▸ **What is asked**:
Below are some records; reproduce every one of them exactly.

++++ Material to process

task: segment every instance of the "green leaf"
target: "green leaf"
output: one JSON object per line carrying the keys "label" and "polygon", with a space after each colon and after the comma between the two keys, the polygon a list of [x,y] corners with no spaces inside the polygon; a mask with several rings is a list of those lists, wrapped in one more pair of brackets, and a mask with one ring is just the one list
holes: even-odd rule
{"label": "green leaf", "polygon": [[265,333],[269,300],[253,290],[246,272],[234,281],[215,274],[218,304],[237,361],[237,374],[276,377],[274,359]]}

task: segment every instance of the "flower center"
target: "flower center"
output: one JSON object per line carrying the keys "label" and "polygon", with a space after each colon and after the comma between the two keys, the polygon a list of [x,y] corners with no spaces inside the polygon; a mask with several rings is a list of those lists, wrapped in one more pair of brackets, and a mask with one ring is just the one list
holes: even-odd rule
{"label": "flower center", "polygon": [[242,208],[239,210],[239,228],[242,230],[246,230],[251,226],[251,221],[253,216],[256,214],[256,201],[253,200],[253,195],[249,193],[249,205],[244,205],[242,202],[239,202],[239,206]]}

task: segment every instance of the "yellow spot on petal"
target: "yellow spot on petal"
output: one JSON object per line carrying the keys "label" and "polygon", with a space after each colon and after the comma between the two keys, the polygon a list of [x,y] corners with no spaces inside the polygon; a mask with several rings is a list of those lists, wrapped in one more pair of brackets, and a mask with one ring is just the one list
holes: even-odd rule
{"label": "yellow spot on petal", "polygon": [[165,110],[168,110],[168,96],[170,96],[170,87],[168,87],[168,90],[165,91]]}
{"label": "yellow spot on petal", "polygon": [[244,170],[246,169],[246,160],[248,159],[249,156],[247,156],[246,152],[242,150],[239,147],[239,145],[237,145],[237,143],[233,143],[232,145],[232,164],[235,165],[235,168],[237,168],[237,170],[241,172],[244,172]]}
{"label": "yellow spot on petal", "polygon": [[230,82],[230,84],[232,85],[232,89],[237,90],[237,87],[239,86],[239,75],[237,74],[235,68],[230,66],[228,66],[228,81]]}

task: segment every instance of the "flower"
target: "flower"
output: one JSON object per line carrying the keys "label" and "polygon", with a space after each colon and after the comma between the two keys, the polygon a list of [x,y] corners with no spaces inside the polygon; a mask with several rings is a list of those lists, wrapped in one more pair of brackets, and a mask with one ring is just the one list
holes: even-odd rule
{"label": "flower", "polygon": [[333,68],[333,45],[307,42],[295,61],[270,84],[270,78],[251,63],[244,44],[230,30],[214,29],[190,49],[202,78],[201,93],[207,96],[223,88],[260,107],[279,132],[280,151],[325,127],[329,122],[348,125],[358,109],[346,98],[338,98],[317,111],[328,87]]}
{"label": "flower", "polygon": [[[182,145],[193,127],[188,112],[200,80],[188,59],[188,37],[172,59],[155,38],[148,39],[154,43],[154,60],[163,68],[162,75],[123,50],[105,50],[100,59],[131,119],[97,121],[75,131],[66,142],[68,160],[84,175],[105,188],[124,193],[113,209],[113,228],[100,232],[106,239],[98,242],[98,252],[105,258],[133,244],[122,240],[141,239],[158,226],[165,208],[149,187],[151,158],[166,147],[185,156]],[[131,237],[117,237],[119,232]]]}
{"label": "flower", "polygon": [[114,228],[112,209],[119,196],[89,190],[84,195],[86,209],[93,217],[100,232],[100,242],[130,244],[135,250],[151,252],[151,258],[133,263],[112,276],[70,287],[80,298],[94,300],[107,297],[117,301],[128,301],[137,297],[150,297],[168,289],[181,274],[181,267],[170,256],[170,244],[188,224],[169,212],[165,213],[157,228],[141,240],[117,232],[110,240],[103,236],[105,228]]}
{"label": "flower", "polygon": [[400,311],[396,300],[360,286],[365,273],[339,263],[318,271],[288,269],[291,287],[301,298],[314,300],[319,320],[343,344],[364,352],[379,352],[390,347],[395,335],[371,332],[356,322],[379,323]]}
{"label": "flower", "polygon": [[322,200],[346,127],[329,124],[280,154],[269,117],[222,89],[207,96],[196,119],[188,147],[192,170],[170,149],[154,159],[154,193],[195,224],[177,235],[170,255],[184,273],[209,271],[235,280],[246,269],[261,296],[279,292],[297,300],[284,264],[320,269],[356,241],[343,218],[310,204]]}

++++++++

▸ **Answer for this exercise**:
task: segment every instance of the "green leaf"
target: "green leaf"
output: one JSON object per line carrying the keys "label" and "polygon", with a space after each colon and after the comma between the two keys, the polygon a list of [x,y] corners with no spaces inside the polygon; a mask with several rings is a list of those lists, wrapped in one more pair of brackets, and a mask with one ring is just the one list
holes: even-odd rule
{"label": "green leaf", "polygon": [[265,333],[269,300],[253,290],[246,272],[234,281],[215,274],[218,304],[237,361],[237,374],[276,377],[274,359]]}

task: segment every instance of the "flower center"
target: "flower center"
output: one JSON object per line carrying the keys "label" and "polygon", with a space after each colon and after the comma between the two keys, the polygon a list of [x,y] corners with no spaces inside the polygon; a mask with several rings is a list of those lists, wrapped in one more pair of brackets, and a mask with one ring is just the one list
holes: even-odd rule
{"label": "flower center", "polygon": [[242,208],[239,210],[239,228],[242,230],[246,230],[251,226],[251,221],[253,216],[256,214],[256,201],[253,200],[253,195],[249,193],[249,205],[244,205],[242,202],[239,202],[239,206]]}

task: segment every instance of the "yellow spot on petal"
target: "yellow spot on petal"
output: one JSON object per line carrying the keys "label" and "polygon", with a space after each colon and after the comma between the two keys, the polygon a list of [x,y] corners with no spaces inside the polygon; a mask with several rings is a list of those lists, wrapped in one more pair of brackets, and a mask with one ring is just the one list
holes: even-odd rule
{"label": "yellow spot on petal", "polygon": [[165,110],[168,110],[168,96],[170,96],[170,87],[168,87],[168,90],[165,91]]}
{"label": "yellow spot on petal", "polygon": [[244,170],[246,169],[246,160],[248,159],[249,156],[247,156],[246,152],[242,150],[239,147],[239,145],[237,145],[237,143],[233,143],[232,145],[232,164],[235,165],[235,168],[237,168],[237,170],[241,172],[244,172]]}
{"label": "yellow spot on petal", "polygon": [[230,82],[230,84],[232,85],[232,89],[237,90],[237,87],[239,86],[239,75],[237,74],[235,68],[230,66],[228,66],[228,81]]}

task: segment every instance of the "flower"
target: "flower"
output: one JSON object per line carrying the keys "label" and "polygon", with a space after each colon and after the comma between the two keys, the polygon a list of [x,y] corners with no spaces inside the polygon; a mask with several rings is a list of those lists, wrapped in one more pair of brackets, and a mask with one ring is just the one list
holes: even-odd rule
{"label": "flower", "polygon": [[333,68],[333,45],[307,42],[295,61],[270,84],[270,78],[251,63],[244,44],[230,30],[214,29],[190,49],[202,78],[201,93],[207,96],[223,88],[260,107],[279,132],[280,151],[325,127],[329,122],[348,125],[358,109],[346,98],[338,98],[317,111],[328,87]]}
{"label": "flower", "polygon": [[[182,145],[193,127],[188,112],[200,80],[188,59],[188,37],[172,59],[155,38],[148,39],[154,43],[154,60],[163,68],[162,75],[123,50],[105,50],[100,59],[131,119],[97,121],[75,131],[66,142],[68,160],[84,175],[105,188],[124,193],[113,209],[113,228],[100,232],[106,239],[98,242],[98,252],[105,258],[133,244],[122,240],[141,239],[158,226],[165,208],[149,187],[151,158],[166,147],[185,156]],[[131,237],[117,237],[119,232]]]}
{"label": "flower", "polygon": [[114,228],[112,209],[119,196],[89,190],[84,195],[86,209],[93,217],[100,232],[100,242],[130,244],[135,250],[151,252],[151,258],[133,263],[112,276],[70,287],[80,298],[94,300],[107,297],[117,301],[128,301],[137,297],[150,297],[168,289],[181,274],[181,267],[170,256],[170,244],[188,224],[169,212],[165,213],[157,228],[141,240],[117,232],[110,240],[103,236],[105,228]]}
{"label": "flower", "polygon": [[400,311],[396,300],[360,286],[365,273],[339,263],[318,271],[288,269],[291,287],[301,298],[314,300],[319,320],[343,344],[364,352],[379,352],[390,347],[395,335],[371,332],[356,322],[379,323]]}
{"label": "flower", "polygon": [[322,200],[346,127],[329,124],[280,154],[269,117],[222,89],[207,96],[196,119],[188,147],[192,170],[170,149],[154,159],[154,193],[195,224],[177,235],[170,255],[184,273],[209,271],[235,280],[246,269],[261,296],[279,292],[297,300],[284,264],[320,269],[356,241],[343,218],[310,204]]}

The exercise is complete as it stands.